## Instructions to follow:
Render every line of the records below as a Markdown table with the columns Row and Entry, where Row holds the row number and Entry holds the line. Leave out blank lines.

## The input:

# # #

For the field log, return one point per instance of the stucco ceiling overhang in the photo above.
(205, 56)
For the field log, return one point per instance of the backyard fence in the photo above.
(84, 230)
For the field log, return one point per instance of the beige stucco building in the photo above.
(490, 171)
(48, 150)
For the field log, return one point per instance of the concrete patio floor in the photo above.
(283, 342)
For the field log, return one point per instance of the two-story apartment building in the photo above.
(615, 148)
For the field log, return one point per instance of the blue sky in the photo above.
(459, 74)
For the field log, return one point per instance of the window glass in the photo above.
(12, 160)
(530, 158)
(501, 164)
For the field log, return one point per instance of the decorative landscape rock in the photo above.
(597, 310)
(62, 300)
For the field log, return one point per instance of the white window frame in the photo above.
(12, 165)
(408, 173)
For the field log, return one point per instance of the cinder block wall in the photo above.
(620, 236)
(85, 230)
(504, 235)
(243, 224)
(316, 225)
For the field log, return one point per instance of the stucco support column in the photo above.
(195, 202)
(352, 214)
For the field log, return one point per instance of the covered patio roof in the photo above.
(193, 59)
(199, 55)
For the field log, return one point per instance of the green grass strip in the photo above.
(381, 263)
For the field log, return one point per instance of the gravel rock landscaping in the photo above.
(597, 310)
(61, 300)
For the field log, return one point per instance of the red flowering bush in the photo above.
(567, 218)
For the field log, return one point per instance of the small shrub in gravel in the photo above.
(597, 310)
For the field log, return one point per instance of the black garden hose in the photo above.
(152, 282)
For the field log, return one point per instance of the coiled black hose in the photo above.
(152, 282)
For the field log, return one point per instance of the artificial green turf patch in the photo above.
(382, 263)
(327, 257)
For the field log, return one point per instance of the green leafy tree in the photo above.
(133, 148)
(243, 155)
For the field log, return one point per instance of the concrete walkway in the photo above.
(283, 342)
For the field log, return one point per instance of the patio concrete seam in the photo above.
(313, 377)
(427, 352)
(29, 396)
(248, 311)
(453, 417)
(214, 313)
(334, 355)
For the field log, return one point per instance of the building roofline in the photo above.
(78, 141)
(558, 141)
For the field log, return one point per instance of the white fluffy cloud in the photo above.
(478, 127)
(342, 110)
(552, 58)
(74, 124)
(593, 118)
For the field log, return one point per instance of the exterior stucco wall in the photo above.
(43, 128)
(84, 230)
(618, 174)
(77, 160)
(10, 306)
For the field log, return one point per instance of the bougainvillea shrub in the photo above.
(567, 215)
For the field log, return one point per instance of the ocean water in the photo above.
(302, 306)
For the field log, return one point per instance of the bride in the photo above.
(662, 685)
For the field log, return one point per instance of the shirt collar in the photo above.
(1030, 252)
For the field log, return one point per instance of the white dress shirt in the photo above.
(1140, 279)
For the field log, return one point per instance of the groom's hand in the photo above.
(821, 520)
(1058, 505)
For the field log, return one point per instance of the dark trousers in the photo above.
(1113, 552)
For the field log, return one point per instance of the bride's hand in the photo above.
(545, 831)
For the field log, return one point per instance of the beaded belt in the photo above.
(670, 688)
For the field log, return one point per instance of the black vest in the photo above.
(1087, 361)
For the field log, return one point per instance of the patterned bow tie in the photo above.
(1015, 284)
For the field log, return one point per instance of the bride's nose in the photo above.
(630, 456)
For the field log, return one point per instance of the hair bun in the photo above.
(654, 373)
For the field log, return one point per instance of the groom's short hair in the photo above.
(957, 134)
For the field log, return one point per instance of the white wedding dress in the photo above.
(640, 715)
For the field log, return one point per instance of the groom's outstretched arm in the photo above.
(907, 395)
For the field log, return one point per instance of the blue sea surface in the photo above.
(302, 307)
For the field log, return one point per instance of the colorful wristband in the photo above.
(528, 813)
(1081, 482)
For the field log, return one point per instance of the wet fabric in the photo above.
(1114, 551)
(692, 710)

# # #

## Exercise result:
| Row | Entry |
|---|---|
| 1 | For the field log, return one point per instance of the stucco ceiling overhang in the photo above. |
| 2 | (205, 56) |
| 3 | For the field log, return one point per instance of the backyard fence in the photo above. |
| 4 | (84, 230) |
| 5 | For the field log, return one point per instance of the beige stucco building in the photo above. |
| 6 | (490, 171) |
| 7 | (48, 150) |
| 8 | For the field log, return one point per instance of the concrete patio floor in the photo above. |
| 9 | (283, 342) |
| 10 | For the field log, return one point per instance of the two-story apartment building in the photo above. |
| 11 | (615, 148) |
| 12 | For the field log, return one point per instance of the blue sky in the photo above. |
| 13 | (459, 74) |
| 14 | For the field log, return one point per instance of the window glass in the photo above. |
| 15 | (12, 160) |
| 16 | (530, 158) |
| 17 | (501, 164) |
| 18 | For the field log, return one point per instance of the decorative landscape rock in the photo above. |
| 19 | (597, 310) |
| 20 | (62, 300) |
| 21 | For the field log, return one point per instance of the white window frame in the photo above. |
| 22 | (12, 165) |
| 23 | (408, 173) |
| 24 | For the field log, return one point per instance of the cinder block wall in the photo above. |
| 25 | (620, 236) |
| 26 | (85, 230) |
| 27 | (504, 235) |
| 28 | (243, 224) |
| 29 | (316, 225) |
| 30 | For the field log, return one point per instance of the stucco support column in the photo above. |
| 31 | (195, 202) |
| 32 | (352, 214) |
| 33 | For the field log, return one point per instance of the covered patio roof in the photo above. |
| 34 | (193, 59) |
| 35 | (199, 55) |
| 36 | For the field log, return one point per instance of the green grass strip in the photo above. |
| 37 | (381, 263) |
| 38 | For the field log, return one point per instance of the gravel rock landscaping in the photo above. |
| 39 | (597, 310) |
| 40 | (61, 300) |
| 41 | For the field log, return one point per instance of the red flowering bush in the photo above. |
| 42 | (567, 218) |
| 43 | For the field log, return one point per instance of the small shrub in gravel in the photo above. |
| 44 | (597, 310) |
| 45 | For the field log, return one point per instance of the black garden hose in the photo above. |
| 46 | (152, 282) |
| 47 | For the field log, return one point per instance of the coiled black hose in the photo above. |
| 48 | (152, 282) |
| 49 | For the field log, return one point per instance of the artificial green turf patch in the photo above. |
| 50 | (382, 263) |
| 51 | (327, 257) |
| 52 | For the field log, return one point per instance of the green leafy tree in the photo above. |
| 53 | (133, 148) |
| 54 | (243, 155) |
| 55 | For the field log, return one point per instance of the concrete walkway in the photo above. |
| 56 | (283, 342) |
| 57 | For the field log, return one point per instance of the patio concrete seam in the photo above. |
| 58 | (313, 377) |
| 59 | (427, 352) |
| 60 | (29, 396) |
| 61 | (248, 311) |
| 62 | (453, 417) |
| 63 | (214, 313) |
| 64 | (334, 355) |
| 65 | For the field log, return one point per instance of the building roofline in the photo above. |
| 66 | (78, 141) |
| 67 | (558, 141) |
| 68 | For the field log, return one point per instance of the white fluffy cloud in the photo above. |
| 69 | (478, 127) |
| 70 | (342, 110) |
| 71 | (552, 58) |
| 72 | (74, 124) |
| 73 | (593, 118) |
| 74 | For the field log, return one point per instance of the exterior stucco wall in the photo above. |
| 75 | (43, 128) |
| 76 | (84, 230) |
| 77 | (618, 174) |
| 78 | (77, 160) |
| 79 | (10, 306) |
| 80 | For the field log, return one point per instance of the bougainvillea shrub in the photo above. |
| 81 | (567, 215) |
| 82 | For the field log, return one point per instance of the ocean water in the photo above. |
| 83 | (302, 306) |
| 84 | For the field log, return one point per instance of the bride in the photo above. |
| 85 | (662, 685) |
| 86 | For the field log, return one point per instance of the shirt collar in the photo above. |
| 87 | (1030, 252) |
| 88 | For the field log, return one point per instance of the white dress shirt in the photo above. |
| 89 | (1140, 279) |
| 90 | For the field log, return one point per instance of the groom's hand in the photo above. |
| 91 | (821, 520) |
| 92 | (1058, 505) |
| 93 | For the field log, return one point per instance of the dark trousers in the photo above. |
| 94 | (1113, 552) |
| 95 | For the field log, return one point per instance of the bride's hand in the photo above. |
| 96 | (545, 831) |
| 97 | For the field log, return one point per instance of the beaded belt in the photo above. |
| 98 | (670, 688) |
| 99 | For the field log, return one point per instance of the black vest in the photo above. |
| 100 | (1087, 361) |
| 101 | For the field log, return one point per instance of the patterned bow tie in the photo above. |
| 102 | (1015, 284) |
| 103 | For the field log, return one point per instance of the bride's nose in the photo above. |
| 104 | (630, 456) |
| 105 | For the field log, return one point per instance of the hair bun in the photo above. |
| 106 | (654, 373) |
| 107 | For the field log, return one point per instance of the groom's short hair in the photo above. |
| 108 | (957, 134) |
| 109 | For the field log, return one point per instance of the white wedding dress in the photo above. |
| 110 | (640, 715) |
| 111 | For the field log, return one point per instance of the groom's outstretched arm in the photo above. |
| 112 | (907, 395) |
| 113 | For the field log, return one point per instance of the blue sea surface in the photo above. |
| 114 | (302, 307) |
| 115 | For the field log, return one point per instance of the colorful wristband in the photo above. |
| 116 | (528, 813) |
| 117 | (1081, 482) |
| 118 | For the field log, return one point per instance of the wet fabric in the photo above. |
| 119 | (1114, 551) |
| 120 | (692, 710) |